▶ Required action: Your answer should be the lines of the data below that contain "Request".

▶ Supplied entries:
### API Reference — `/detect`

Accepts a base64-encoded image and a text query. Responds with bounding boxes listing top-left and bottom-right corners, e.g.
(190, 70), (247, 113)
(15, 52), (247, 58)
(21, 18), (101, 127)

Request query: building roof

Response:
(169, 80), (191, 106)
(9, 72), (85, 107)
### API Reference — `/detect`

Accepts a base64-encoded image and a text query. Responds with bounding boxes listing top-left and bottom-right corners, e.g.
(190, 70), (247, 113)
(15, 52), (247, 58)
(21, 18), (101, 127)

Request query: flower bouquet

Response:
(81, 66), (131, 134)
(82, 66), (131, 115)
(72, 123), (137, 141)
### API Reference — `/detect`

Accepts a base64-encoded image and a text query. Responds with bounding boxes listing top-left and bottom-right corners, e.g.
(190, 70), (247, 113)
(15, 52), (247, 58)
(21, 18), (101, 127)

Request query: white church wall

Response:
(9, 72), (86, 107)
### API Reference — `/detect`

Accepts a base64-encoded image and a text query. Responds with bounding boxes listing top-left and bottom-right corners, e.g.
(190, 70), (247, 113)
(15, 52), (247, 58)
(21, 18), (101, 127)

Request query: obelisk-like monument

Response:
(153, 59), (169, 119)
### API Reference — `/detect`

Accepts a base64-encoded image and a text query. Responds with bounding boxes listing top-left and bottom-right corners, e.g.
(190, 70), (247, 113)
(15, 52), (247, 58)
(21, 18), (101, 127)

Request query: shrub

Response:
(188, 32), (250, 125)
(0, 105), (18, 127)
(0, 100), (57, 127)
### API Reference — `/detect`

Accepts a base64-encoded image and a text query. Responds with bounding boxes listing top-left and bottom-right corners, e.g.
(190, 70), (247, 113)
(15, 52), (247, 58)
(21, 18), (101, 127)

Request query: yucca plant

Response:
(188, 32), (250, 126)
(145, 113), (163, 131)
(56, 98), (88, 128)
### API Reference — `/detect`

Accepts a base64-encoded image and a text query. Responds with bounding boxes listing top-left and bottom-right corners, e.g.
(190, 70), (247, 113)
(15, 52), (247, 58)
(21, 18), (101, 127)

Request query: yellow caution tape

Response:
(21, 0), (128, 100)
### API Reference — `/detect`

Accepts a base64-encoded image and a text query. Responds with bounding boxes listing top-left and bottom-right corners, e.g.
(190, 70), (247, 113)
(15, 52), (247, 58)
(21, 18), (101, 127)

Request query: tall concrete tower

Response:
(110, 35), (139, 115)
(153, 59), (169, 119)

▶ Response area:
Request query: building roof
Request query: flower bouquet
Request query: white church wall
Request query: obelisk-like monument
Request query: shrub
Request query: yucca plant
Request query: yellow caution tape
Request query: tall concrete tower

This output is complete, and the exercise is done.